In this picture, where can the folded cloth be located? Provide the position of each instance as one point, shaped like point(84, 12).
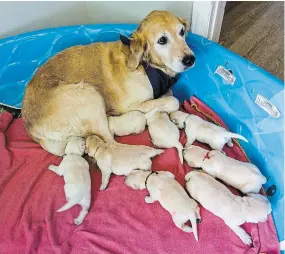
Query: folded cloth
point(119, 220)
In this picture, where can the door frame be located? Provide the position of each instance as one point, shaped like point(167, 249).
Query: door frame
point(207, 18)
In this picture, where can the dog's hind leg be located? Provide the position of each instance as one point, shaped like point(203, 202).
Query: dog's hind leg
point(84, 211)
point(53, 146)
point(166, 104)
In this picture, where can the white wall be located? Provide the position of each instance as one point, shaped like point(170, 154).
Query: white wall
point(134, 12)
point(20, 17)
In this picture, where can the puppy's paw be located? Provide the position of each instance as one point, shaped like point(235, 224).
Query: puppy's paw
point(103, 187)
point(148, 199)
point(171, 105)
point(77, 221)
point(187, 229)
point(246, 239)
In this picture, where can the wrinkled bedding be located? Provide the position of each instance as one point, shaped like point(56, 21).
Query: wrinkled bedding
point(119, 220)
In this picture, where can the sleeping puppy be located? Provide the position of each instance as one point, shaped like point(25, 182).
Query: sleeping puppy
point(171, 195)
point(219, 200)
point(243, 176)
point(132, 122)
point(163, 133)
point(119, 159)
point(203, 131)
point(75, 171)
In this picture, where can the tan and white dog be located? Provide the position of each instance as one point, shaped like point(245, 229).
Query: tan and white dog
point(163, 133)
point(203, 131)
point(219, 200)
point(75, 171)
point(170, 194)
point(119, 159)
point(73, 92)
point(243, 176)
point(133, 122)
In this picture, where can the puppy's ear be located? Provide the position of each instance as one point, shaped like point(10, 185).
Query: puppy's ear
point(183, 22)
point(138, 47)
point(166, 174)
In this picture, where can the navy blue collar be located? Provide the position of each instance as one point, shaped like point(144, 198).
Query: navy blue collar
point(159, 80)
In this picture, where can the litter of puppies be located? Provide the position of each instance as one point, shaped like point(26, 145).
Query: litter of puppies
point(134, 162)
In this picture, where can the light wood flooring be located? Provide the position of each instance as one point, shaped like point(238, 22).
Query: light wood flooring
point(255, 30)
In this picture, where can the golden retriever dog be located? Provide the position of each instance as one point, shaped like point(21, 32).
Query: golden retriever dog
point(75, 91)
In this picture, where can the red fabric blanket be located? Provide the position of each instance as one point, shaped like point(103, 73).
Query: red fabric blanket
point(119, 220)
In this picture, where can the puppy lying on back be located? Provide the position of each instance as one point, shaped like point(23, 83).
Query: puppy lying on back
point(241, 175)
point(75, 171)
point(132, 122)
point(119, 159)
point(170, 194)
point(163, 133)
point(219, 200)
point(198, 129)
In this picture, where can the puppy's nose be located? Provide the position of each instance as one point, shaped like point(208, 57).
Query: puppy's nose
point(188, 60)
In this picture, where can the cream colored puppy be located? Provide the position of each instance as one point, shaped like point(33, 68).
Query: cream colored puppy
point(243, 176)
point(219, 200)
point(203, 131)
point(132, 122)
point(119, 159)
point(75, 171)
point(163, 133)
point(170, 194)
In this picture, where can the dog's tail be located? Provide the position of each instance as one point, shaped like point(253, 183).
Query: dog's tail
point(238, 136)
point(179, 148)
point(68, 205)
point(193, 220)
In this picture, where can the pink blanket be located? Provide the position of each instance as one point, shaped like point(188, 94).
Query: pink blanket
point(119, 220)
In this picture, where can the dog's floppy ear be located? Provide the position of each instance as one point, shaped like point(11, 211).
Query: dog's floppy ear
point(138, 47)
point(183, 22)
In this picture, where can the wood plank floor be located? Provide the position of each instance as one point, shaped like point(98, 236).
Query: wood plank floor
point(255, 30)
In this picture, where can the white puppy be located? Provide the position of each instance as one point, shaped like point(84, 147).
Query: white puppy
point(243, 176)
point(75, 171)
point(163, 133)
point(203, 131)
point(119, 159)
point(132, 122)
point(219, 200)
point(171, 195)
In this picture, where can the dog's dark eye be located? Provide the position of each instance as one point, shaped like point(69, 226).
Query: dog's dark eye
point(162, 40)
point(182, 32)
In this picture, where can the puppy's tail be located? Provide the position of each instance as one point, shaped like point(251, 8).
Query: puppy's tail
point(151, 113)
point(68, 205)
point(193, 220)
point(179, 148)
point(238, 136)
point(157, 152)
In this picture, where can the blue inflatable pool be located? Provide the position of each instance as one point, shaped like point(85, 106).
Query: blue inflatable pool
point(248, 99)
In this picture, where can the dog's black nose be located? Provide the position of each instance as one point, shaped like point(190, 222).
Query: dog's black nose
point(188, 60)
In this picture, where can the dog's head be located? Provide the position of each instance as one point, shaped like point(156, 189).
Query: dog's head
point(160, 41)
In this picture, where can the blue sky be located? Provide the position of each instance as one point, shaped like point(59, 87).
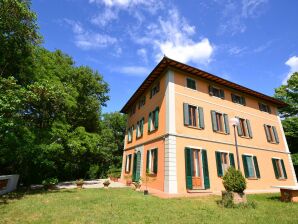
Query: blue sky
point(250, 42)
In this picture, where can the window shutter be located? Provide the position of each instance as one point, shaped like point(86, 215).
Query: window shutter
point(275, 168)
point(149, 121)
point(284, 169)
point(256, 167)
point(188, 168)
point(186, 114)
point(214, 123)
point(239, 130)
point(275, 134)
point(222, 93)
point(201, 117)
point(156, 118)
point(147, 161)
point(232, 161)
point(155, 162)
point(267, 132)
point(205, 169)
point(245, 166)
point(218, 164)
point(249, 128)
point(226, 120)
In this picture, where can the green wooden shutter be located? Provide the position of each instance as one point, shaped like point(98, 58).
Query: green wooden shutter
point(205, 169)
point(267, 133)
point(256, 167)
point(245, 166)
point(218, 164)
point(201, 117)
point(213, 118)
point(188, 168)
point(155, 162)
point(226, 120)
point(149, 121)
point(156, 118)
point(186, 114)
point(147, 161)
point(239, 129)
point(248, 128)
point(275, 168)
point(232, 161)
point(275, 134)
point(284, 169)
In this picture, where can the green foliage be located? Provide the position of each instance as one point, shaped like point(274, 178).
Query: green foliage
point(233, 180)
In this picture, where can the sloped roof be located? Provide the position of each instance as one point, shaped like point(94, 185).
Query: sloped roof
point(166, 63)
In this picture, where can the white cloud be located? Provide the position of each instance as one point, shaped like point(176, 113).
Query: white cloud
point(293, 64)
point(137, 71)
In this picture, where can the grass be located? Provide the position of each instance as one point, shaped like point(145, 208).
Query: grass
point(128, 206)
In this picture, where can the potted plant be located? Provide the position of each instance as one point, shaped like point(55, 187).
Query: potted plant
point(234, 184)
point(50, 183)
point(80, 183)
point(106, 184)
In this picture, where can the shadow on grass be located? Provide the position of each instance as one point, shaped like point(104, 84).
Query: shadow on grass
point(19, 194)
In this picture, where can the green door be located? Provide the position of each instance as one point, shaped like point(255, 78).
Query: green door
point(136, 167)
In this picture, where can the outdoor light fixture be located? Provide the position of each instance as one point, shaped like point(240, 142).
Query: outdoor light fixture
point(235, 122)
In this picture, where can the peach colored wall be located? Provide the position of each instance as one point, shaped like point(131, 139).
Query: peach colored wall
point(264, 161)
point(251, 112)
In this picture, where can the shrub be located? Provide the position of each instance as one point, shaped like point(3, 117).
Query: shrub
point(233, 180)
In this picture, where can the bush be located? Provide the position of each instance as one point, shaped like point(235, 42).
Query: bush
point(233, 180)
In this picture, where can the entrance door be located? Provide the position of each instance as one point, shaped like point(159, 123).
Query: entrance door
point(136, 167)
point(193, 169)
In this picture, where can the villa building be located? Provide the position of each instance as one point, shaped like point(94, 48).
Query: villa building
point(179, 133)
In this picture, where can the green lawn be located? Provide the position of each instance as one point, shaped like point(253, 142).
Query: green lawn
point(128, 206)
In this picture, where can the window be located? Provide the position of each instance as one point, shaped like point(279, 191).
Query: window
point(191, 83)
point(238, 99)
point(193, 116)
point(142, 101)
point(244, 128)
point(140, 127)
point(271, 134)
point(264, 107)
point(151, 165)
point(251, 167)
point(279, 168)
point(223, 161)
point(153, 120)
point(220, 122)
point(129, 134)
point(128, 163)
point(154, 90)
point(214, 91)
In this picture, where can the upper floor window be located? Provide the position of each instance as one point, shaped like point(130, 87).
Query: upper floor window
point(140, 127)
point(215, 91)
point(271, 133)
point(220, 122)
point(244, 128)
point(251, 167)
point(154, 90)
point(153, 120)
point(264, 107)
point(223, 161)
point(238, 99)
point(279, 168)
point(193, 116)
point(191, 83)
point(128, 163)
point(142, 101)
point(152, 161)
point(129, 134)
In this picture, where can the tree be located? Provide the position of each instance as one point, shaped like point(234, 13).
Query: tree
────────────────────────────────────────
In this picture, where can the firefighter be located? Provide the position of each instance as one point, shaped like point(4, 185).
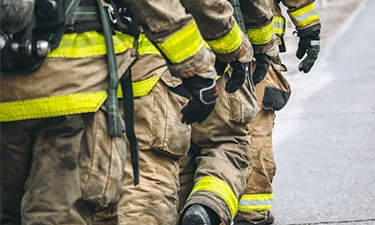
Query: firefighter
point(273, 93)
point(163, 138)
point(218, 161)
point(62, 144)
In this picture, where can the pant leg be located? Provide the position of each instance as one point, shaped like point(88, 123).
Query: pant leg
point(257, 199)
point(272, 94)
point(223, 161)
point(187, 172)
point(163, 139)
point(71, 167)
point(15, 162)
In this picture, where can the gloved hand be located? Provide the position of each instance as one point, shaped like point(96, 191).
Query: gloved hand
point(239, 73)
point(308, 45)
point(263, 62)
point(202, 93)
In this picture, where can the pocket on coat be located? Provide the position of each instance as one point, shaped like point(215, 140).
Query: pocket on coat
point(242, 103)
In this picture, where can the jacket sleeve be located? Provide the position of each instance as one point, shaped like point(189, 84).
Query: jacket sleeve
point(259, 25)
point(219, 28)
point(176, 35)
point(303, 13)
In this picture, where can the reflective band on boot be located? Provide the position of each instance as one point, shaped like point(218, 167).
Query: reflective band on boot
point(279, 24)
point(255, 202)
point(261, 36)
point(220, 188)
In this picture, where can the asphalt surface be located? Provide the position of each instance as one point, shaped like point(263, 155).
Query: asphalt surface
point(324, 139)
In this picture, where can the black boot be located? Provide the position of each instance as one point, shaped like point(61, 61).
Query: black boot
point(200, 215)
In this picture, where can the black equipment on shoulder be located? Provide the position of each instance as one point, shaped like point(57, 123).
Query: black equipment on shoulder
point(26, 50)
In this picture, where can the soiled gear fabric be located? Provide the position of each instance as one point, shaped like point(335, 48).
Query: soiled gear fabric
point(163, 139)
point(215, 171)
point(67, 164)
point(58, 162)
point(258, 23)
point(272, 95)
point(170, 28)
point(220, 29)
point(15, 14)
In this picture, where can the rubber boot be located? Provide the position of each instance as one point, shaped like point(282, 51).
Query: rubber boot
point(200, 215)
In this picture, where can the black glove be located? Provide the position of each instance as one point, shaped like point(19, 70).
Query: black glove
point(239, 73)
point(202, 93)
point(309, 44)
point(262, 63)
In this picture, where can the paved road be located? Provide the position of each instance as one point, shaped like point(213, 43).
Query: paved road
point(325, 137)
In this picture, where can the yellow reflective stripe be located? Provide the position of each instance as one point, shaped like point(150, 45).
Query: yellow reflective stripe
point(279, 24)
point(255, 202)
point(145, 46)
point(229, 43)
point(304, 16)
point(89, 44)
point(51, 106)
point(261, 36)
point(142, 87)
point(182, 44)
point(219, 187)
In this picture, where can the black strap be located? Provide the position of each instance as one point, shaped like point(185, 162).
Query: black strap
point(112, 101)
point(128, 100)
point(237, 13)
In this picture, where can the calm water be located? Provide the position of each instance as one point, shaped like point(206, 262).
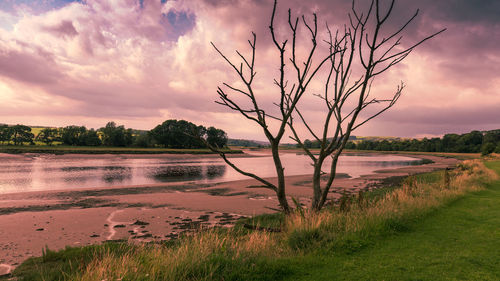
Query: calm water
────────────────────────────────────────
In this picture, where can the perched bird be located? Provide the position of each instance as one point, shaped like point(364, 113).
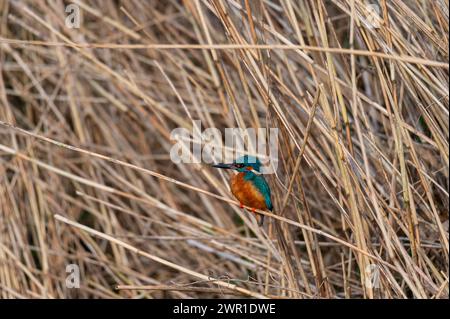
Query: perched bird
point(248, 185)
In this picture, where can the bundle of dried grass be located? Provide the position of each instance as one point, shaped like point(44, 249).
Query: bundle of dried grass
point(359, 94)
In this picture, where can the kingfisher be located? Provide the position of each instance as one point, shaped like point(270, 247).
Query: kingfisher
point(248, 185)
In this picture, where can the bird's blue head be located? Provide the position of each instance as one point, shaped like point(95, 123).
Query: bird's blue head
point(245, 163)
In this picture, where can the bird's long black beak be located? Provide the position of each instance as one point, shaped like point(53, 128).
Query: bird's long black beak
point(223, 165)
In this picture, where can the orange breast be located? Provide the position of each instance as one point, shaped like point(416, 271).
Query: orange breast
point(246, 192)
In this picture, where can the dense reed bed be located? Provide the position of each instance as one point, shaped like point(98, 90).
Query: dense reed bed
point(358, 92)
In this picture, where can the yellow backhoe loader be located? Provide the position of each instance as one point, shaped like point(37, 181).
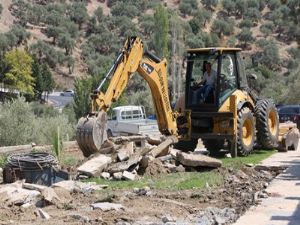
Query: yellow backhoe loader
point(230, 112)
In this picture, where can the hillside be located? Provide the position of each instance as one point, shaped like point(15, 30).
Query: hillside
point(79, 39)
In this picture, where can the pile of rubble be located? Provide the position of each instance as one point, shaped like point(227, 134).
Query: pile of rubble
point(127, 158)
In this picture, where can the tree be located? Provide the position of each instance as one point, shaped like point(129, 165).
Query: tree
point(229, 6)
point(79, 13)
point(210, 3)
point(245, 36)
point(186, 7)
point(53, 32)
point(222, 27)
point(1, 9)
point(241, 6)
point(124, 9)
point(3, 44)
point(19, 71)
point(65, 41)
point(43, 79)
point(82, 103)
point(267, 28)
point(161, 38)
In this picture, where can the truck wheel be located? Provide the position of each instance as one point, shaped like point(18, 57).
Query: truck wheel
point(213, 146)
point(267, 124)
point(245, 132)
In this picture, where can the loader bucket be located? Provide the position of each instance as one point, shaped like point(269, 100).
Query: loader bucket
────────────────────────────────────────
Can you find every line in the rows above that contains the word "lying", with case counting, and copy each of those lines out?

→ Full answer
In this picture, where can the puppy lying on back be located? Provide the position of each instance as one point, shaped like point(23, 83).
Query: puppy lying on back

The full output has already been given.